[Objetivo do exercício] Copie sem nenhuma alteração as linhas abaixo, começando pela primeira e terminando na linha que contém "222 74 L 231", incluída esta.

[Dados fornecidos]
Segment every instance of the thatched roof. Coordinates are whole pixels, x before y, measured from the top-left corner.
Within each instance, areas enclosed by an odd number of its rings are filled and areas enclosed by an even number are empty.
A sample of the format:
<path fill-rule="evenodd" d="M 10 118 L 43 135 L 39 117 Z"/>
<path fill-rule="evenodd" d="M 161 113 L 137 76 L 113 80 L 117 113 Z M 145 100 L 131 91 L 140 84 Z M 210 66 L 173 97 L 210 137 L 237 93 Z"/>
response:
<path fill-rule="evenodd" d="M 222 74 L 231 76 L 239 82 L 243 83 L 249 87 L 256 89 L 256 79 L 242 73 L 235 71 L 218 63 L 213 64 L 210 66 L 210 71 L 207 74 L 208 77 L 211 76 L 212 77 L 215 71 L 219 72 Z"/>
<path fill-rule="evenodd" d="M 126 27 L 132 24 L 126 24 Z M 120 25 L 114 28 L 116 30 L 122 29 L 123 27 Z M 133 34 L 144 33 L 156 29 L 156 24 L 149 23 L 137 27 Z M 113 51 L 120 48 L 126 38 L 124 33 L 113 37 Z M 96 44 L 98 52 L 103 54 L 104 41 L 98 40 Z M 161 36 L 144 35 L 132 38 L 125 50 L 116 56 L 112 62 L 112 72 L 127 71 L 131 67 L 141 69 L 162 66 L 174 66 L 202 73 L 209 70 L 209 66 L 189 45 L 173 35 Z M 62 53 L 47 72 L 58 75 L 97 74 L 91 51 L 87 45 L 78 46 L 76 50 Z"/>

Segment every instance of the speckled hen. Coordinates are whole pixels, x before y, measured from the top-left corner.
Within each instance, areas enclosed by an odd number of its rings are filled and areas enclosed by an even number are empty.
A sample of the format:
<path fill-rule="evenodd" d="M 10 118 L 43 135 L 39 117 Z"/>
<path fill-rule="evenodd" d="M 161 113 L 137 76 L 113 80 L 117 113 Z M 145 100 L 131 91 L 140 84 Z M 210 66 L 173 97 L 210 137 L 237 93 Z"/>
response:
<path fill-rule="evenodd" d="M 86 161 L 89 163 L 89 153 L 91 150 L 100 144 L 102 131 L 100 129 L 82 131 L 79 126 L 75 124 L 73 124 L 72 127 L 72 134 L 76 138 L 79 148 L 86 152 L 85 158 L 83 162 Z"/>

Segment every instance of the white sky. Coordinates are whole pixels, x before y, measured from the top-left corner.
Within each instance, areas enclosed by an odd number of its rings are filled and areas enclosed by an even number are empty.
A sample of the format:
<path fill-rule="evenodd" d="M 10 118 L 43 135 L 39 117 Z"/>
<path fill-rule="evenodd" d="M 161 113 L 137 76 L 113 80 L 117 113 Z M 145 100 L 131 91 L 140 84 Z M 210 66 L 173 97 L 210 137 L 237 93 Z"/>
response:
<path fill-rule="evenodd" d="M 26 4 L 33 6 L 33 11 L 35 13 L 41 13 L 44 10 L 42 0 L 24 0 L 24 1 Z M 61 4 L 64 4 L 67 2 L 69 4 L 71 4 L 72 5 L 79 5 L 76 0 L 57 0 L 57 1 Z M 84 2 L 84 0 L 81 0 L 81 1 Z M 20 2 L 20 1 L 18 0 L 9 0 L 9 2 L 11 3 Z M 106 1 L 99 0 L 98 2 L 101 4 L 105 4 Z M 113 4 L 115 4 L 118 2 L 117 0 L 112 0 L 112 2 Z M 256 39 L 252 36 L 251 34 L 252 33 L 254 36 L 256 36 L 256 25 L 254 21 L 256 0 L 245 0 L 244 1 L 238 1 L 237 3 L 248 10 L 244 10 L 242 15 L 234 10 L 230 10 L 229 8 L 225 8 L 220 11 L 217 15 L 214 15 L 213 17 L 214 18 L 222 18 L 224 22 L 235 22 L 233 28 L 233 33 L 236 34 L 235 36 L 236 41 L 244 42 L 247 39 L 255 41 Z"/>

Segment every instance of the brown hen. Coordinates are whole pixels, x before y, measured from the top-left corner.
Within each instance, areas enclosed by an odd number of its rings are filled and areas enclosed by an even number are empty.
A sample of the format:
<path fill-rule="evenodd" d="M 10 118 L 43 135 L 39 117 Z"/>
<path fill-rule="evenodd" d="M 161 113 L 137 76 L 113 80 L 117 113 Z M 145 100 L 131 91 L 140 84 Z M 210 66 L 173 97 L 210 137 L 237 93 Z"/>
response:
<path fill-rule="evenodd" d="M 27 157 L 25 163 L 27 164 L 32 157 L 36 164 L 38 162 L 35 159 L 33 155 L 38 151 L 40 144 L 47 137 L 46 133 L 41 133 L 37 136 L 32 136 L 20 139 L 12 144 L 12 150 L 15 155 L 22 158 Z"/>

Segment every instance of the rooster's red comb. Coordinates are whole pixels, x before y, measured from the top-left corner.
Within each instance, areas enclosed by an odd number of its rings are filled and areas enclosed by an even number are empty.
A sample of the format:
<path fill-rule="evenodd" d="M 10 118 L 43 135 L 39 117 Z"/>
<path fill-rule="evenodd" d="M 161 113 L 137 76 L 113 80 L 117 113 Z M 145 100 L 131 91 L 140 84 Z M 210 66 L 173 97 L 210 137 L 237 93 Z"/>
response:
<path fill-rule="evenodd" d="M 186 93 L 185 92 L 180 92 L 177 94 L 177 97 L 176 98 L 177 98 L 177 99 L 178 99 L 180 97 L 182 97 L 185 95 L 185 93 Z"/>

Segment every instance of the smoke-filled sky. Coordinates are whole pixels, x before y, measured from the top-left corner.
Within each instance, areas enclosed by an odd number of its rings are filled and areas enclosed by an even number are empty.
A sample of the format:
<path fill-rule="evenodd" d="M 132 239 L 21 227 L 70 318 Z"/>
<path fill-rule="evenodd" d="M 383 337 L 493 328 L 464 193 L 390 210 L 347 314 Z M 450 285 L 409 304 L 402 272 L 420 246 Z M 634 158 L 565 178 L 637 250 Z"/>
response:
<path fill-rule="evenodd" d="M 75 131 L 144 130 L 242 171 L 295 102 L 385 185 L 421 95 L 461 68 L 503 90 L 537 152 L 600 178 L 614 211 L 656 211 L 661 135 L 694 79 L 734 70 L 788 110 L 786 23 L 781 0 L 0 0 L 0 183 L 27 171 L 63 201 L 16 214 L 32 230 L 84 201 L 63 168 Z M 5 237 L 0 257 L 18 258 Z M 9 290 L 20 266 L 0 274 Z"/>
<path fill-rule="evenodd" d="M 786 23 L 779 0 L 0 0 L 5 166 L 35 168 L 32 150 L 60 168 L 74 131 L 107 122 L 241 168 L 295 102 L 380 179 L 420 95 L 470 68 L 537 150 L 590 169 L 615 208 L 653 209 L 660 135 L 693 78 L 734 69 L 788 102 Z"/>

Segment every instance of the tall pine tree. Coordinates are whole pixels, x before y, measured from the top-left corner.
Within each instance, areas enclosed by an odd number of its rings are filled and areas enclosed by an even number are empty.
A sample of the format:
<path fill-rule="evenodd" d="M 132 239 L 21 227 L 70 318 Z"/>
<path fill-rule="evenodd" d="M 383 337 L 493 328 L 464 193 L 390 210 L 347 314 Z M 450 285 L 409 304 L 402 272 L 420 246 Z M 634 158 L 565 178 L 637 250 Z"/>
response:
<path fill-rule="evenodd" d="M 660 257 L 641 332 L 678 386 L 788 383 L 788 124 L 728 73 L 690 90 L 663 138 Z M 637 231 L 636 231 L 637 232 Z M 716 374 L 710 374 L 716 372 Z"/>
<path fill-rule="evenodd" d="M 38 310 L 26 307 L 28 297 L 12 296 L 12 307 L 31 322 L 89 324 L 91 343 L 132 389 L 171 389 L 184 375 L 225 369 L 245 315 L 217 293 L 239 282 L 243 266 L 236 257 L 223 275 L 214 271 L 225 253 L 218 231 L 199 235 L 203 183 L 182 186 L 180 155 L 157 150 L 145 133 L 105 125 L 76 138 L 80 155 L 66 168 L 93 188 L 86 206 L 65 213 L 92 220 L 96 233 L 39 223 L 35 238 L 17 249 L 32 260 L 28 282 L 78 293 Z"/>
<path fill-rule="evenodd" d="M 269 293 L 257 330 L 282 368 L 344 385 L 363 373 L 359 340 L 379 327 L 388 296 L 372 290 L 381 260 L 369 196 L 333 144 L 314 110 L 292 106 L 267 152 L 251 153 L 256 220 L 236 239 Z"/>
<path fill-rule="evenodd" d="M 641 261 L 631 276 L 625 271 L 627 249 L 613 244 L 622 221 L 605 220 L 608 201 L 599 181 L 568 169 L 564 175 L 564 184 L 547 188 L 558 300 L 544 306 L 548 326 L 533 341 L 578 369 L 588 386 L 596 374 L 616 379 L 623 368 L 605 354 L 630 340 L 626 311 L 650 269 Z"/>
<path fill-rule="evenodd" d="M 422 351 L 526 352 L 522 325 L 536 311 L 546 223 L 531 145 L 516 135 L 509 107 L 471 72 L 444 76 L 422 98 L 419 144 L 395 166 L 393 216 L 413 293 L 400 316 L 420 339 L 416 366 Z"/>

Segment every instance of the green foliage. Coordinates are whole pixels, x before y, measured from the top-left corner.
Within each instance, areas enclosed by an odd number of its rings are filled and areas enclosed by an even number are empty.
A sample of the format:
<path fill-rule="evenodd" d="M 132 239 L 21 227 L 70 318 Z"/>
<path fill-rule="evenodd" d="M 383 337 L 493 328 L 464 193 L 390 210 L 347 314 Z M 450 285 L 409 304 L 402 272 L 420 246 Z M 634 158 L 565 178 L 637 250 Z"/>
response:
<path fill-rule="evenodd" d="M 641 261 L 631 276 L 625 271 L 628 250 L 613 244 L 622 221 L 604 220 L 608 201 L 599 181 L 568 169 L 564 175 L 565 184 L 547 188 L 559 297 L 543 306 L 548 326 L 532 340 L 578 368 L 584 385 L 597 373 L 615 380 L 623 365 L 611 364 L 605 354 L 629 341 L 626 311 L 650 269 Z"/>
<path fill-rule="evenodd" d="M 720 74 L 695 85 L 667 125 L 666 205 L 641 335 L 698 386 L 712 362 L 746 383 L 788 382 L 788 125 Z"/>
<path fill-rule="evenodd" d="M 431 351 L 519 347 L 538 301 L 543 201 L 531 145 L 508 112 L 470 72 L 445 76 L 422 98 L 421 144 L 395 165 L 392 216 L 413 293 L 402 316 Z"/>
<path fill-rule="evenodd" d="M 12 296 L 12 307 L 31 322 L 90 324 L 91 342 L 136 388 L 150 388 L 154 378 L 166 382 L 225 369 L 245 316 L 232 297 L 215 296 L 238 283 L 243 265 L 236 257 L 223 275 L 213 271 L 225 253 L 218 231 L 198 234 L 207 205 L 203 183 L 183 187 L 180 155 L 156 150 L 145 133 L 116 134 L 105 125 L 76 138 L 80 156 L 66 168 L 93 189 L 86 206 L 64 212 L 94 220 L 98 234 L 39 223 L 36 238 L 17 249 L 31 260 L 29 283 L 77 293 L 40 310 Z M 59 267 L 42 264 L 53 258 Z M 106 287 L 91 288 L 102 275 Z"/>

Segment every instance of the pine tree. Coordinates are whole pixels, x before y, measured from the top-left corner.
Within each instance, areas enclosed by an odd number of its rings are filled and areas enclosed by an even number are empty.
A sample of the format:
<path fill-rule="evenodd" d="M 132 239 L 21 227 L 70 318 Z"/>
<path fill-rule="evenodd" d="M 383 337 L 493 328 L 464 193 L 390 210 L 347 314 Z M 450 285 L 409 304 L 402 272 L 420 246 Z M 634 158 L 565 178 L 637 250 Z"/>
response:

[Resposta escrita]
Segment every instance of the thatched roof. Coordinates are whole pixels, x before y, measured from the top-left corner.
Within each instance, areas enclosed by an odd number of its rings are filled and areas enclosed by an even number are empty.
A sample of the format:
<path fill-rule="evenodd" d="M 10 118 L 43 135 L 39 117 Z"/>
<path fill-rule="evenodd" d="M 161 113 L 137 76 L 113 80 L 117 113 Z M 145 100 L 131 91 L 140 84 Z M 210 66 L 173 97 L 210 137 L 237 93 Z"/>
response:
<path fill-rule="evenodd" d="M 222 74 L 231 76 L 239 82 L 243 83 L 249 87 L 256 89 L 256 79 L 242 73 L 235 71 L 218 63 L 213 64 L 210 66 L 210 71 L 207 74 L 208 77 L 211 76 L 212 77 L 215 71 L 219 72 Z"/>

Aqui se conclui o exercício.